-- BEGIN --

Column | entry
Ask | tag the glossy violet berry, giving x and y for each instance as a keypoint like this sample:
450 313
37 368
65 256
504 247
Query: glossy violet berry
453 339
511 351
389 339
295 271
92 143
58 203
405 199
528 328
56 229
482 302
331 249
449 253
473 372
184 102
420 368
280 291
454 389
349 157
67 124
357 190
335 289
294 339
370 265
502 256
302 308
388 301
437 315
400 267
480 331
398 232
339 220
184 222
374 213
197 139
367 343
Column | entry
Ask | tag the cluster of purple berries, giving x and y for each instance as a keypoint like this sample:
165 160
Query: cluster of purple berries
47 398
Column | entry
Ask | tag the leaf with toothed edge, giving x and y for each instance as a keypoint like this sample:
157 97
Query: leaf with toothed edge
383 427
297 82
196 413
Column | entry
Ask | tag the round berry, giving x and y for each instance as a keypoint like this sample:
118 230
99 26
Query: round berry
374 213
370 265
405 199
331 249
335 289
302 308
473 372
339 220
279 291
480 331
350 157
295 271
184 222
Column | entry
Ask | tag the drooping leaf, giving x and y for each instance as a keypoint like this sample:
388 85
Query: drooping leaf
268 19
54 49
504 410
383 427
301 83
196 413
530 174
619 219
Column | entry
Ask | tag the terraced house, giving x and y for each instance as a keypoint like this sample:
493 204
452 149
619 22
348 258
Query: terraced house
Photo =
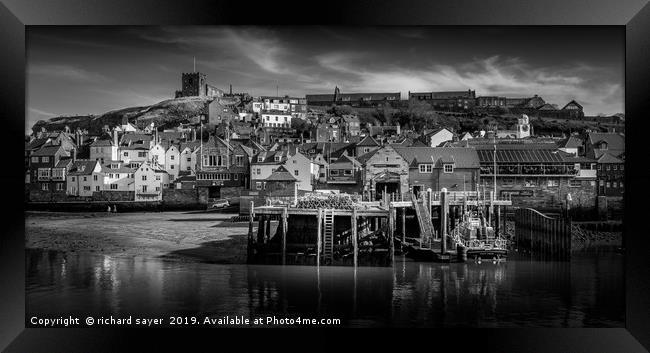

-- END --

YOUR INSTRUCTIONS - Reproduce the material above line for line, with no changes, and omit the picture from your output.

OUTPUT -
Column | entry
Ask | tag the glossy violet berry, giving x and y for each instance as a keypoint like this sample:
450 313
37 368
65 256
504 247
Query: glossy violet berry
453 339
511 351
389 339
295 271
92 143
58 203
405 199
528 328
56 229
482 302
331 249
449 253
473 372
184 102
420 368
280 291
454 389
349 157
67 124
357 190
335 289
294 339
370 265
502 256
302 308
388 301
437 315
400 267
480 331
398 232
339 220
184 222
374 213
197 139
367 343
Column | entry
Ask | tag the cluster of purple berries, giving x and y for each instance as a keypoint like this sample:
165 160
Query: cluster of purple berries
47 398
Column | entry
Ask | tag the leaf with toothed edge, giving x and y for each instance as a keypoint like this sample:
157 97
Query: leaf with toothed edge
383 427
297 82
196 413
Column | entry
Ask | tag the round berry, giving x and y for each instance as a keypoint like this sample:
118 230
99 26
Query: round berry
374 213
370 265
405 199
331 249
335 289
302 308
473 372
339 220
279 291
480 331
350 157
295 271
184 222
Column | entry
Ask | tag the drooping leaf, giving x and y for each instance as a keypoint like this sample:
388 85
Query: drooping leaf
268 19
54 49
504 410
383 427
301 83
196 413
530 174
619 219
Column | entry
Ask | tag the terraced house, giving x and y for each instance as a keypoint like this sample:
493 204
452 149
619 22
348 258
Query: terraced house
Photo =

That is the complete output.